**DOCUMENT EXTRACT:**
This course introduces the fundamentals of technology entrepreneurship, pioneered in Silicon Valley and now influencing other locations around the world. You will learn the process used by technology entrepreneurs to start companies. It involves taking a technology idea and finding a high-potential commercial opportunity, gathering resources such as talent and capital, figuring out how to sell and market the idea, and managing rapid growth. The class demonstrates the entrepreneurial mindset ... when others see insurmountable problems, people look for opportunities in technology and business solutions. A technology entrepreneurial perspective is also a wonderful way of thinking in order to tackle new opportunities in social entrepreneurship, whether it is in government or NGOs (non-profits).
Chuck Eesley provides an introduction and overview of the course on Technology Entrepreneurship (ENGR 145). Including topics such as what you will learn in the class, course design and logistics, "technology entrepreneurship" defined, and other options for entrepreneurship education at Stanford.

**DATA LISTING:**
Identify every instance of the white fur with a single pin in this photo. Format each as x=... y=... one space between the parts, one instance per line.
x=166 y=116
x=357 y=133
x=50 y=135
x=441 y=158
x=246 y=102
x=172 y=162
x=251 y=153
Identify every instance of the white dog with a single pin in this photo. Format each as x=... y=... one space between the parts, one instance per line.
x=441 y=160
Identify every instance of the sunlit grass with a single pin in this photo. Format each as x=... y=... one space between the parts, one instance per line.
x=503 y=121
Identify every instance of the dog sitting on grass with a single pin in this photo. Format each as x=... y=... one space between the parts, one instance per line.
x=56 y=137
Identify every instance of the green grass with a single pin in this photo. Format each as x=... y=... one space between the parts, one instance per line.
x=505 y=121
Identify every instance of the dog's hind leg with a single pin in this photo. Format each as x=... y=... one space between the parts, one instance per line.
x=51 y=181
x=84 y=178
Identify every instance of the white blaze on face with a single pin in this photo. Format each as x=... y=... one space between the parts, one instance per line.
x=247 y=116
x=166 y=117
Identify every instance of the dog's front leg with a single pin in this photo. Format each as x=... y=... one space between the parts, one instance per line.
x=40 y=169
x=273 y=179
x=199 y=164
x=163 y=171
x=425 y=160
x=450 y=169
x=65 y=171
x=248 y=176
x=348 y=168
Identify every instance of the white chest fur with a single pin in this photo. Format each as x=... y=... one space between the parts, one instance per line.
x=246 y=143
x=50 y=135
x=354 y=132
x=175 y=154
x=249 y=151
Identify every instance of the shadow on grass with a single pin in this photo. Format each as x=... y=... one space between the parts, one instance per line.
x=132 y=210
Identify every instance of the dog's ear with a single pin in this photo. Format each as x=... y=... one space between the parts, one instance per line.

**REQUIRED ACTIONS:**
A – In the course description, what is the course number given for Technology Entrepreneurship?
B – Carry on the course description from its last sentence.
The lines are separate material and unrelated to the course description.

**ANSWERS TO THE TASKS:**
A – ENGR 145

B –
Chuck Eesley examines what he describes as the frameworks for entrepreneurship. He describes nine basic models and frameworks for entrepreneurship and hopes that by giving a very broad sense of what entrepreneurship is and what separates the successes from failures.
Chuck Eesley discusses entrepreneurship as a search for a repeatable, scalable business model. In this video, he discusses the group projects in the class, using the business model canvas, including creating a low-fidelity website and market size analysis.
Chuck Eesley discusses technology life cycles and technology diffusion. The typical industry cycles of product and process innovation are discussed. This video also covers some insights that technology entrepreneurs might take away from these patterns when planning their technology strategy.
Chuck Eesley discusses the customer development methodology and the business model canvas. In this video, he talks about how the scientific method can be applied to the process of entrepreneurship. Also discussed are some examples of ways to run experiments and the value of being balanced between optimism/pessimism and being persistent/flexible.
Stephanie Marrus, a Silicon Valley business consultant who is affiliated with the Stanford Technology Ventures program and is a mentor for E145, discusses entrepreneurship in the life sciences. She defines life sciences as an industry, the path to test a new drug in humans, the details and funding of clinical research and trials, tech vs. life science venture characteristics, and the motivations for being a life sciences entrepreneur.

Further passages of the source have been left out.